__EXERCISE A__. Based on the BulkDock setup notes, decide whether each statement agrees with them. Answer yes or no for each and quote the deciding words. (i) The smiles column in the input CSV must come first. (ii) The names of the inspiration columns are used to identify the hits. (iii) If DIR_SLURM_LOGS is not set, the log files go in SCRATCH/logs.

[START PASSAGE]

Clone the repo on IRIS and change to directory:

git clone [email protected]:mwinokan/BulkDock
cd BulkDock

Configure

Configure variables

python -m bulkdock configure

Create directories

python -m bulkdock create-directories

Setup target

First download a target zip archive from fragalysis and place in TARGETS directory.

Extract the target:

python -m bulkdock extract TARGET_NAME

Setup the HIPPO database from within a valid SLURM job:

python -m bulkdock setup TARGET_NAME

On IRIS this can be achieved with:

sb.sh --job-name "BULKDOCK_SETUP" /opt/xchem-fragalysis-2/maxwin/slurm/run_python.sh -m bulkdock setup TARGET_NAME

Placements

Place a CSV in the INPUTS directory with the following structure:

smiles inspiration 1 inspiration 2
CC(=O)Nc1ccccc1CCS(N)(=O)=O A0487a A0719a

The smiles column is required and must come first. The name of the other columns is not used, but values in those columns must refer to the observation shortcode of any inspiration hits for this compound

Configure the SLURM_PYTHON_SCRIPT variable which should point to a template SLURM file that has some basic SLURM headers, sets up the necessary python environment and then executes python @. On IRIS this is provided at:

python -m bulkdock configure SLURM_PYTHON_SCRIPT /opt/xchem-fragalysis-2/maxwin/slurm/run_python.sh

Optionally set the variable DIR_SLURM_LOGS to put the log files in a place other than SCRATCH/logs.

Once configured, and the inputs have been placed in the INPUTS directory, the command to launch the placement jobs is:

python -m bulkdock place TARGET_NAME SDF_NAME

Once the placement jobs have finished the individual SDF outputs will be located in the OUTPUTS directory as configured. The above command will also queue a combine job to run after the placement jobs, and generate a _combined.sdf output.

Monitoring jobs

To monitor the jobs try:

python -m bulkdock status

Collating outputs from multiple (failed) placement jobs

If a placement jobs do not correctly write out SDF outputs you can use a "collate" job to extract any Poses from certain jobs that were registered to the database. In this case write a json file containing the job ID's to the SCRATCH/${TARGET}_inputs directory containing the job ids. E.g. with python:

from bulkdock import BulkDock
import json
job_ids = {1,2,3,4}
engine = BulkDock()

[END PASSAGE]

__EXERCISE B__. Return the rows below unchanged, from the line with "Find the utility" through the last row.

[START LISTED ENTRIES]

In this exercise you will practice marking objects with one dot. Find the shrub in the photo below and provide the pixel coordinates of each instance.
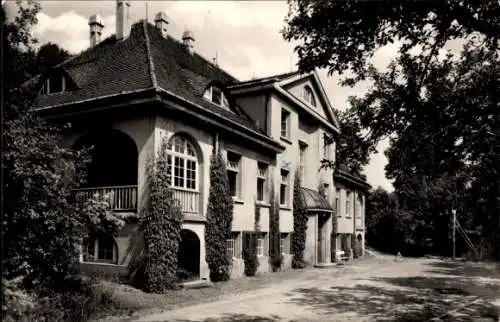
(276, 257)
(154, 265)
(299, 224)
(219, 220)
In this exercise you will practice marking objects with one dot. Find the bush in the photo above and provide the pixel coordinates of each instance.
(154, 266)
(219, 220)
(299, 225)
(276, 258)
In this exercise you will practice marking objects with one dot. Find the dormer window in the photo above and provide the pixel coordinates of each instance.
(216, 96)
(53, 84)
(309, 96)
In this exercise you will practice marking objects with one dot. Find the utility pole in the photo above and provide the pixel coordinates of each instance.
(454, 212)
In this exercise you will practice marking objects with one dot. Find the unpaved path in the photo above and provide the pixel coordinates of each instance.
(381, 290)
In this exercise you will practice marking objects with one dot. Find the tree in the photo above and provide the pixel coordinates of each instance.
(219, 220)
(440, 112)
(343, 35)
(41, 233)
(299, 224)
(154, 268)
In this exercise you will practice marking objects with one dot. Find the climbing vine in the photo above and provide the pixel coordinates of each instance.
(250, 246)
(219, 220)
(160, 224)
(299, 224)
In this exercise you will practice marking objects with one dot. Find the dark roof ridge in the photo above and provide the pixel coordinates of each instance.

[END LISTED ENTRIES]

__WRITTEN REPLY A__.
(i) Yes: "The smiles column is required and must come first."
(ii) No: "The name of the other columns is not used"
(iii) Yes: "Optionally set the variable DIR_SLURM_LOGS to put the log files in a place other than SCRATCH/logs."

__WRITTEN REPLY B__.
In this exercise you will practice marking objects with one dot. Find the utility pole in the photo above and provide the pixel coordinates of each instance.
(454, 212)
In this exercise you will practice marking objects with one dot. Find the unpaved path in the photo above and provide the pixel coordinates of each instance.
(381, 290)
In this exercise you will practice marking objects with one dot. Find the tree in the photo above and provide the pixel coordinates of each instance.
(219, 220)
(440, 112)
(343, 35)
(41, 233)
(299, 224)
(154, 268)
In this exercise you will practice marking objects with one dot. Find the climbing vine in the photo above and provide the pixel coordinates of each instance.
(250, 246)
(219, 220)
(160, 224)
(299, 224)
In this exercise you will practice marking objects with one dot. Find the dark roof ridge in the photo above and provide the pixel coordinates of each instance.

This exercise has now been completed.